- **TEXTE D'ÉTUDE**
22. Le Président Obama voulait vous éjecter. Il va bientôt quitter son poste, alors que vous restez en place. Avez-vous gagné ?
Le Président al-Assad : Non, ce n’est pas entre lui et moi. C’est entre moi et qui veut détruire ce pays, surtout les terroristes sévissant actuellement en Syrie. Notre victoire en tant que Syriens se situe là où nous pouvons nous en débarrasser et rétablir la stabilité en Syrie. Sinon, nous ne pouvons pas parler de victoire. Il est vrai qu’ils n’ont pas réussi à exécuter leur plan. Mais s’ils ont essuyé un fiasco, cela ne signifie pas que nous avons gagné la guerre. Je dois donc être réaliste et précis dans le choix des termes à cet égard.
23. Mais l’un des principaux objectifs du Président Obama, qui était de vous éjecter du pouvoir, a clairement échoué. Pensez-vous qu’il a échoué ?

- **MATÉRIEL FOURNI**

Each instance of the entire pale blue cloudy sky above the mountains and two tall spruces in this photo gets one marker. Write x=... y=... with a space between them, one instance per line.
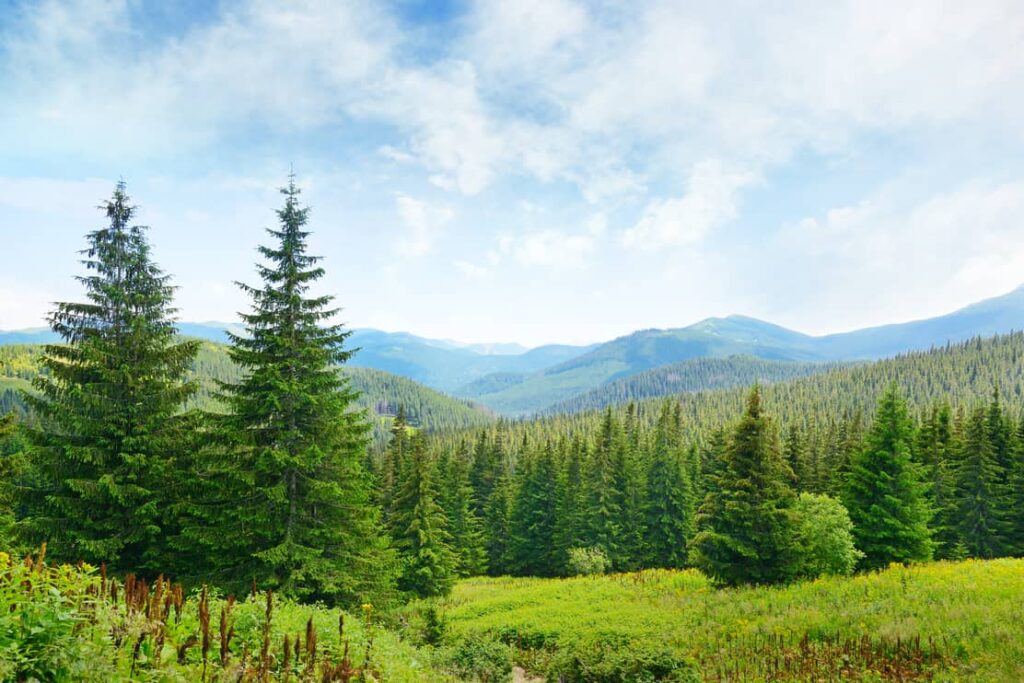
x=528 y=172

- **ACTIVITÉS**
a - Dans l'entretien, comment al-Assad dit-il devoir être dans le choix des termes ?
b - Relevez, s'il vous plaît, toutes les phrases de la réponse d'al-Assad dans l'entretien qui contiennent le mot « nous ».
Ce matériel provient d'une autre source.

- **RÉSULTATS**
a - Réaliste et précis.

b -
- Notre victoire en tant que Syriens se situe là où nous pouvons nous en débarrasser et rétablir la stabilité en Syrie.
- Sinon, nous ne pouvons pas parler de victoire.
- Mais s'ils ont essuyé un fiasco, cela ne signifie pas que nous avons gagné la guerre.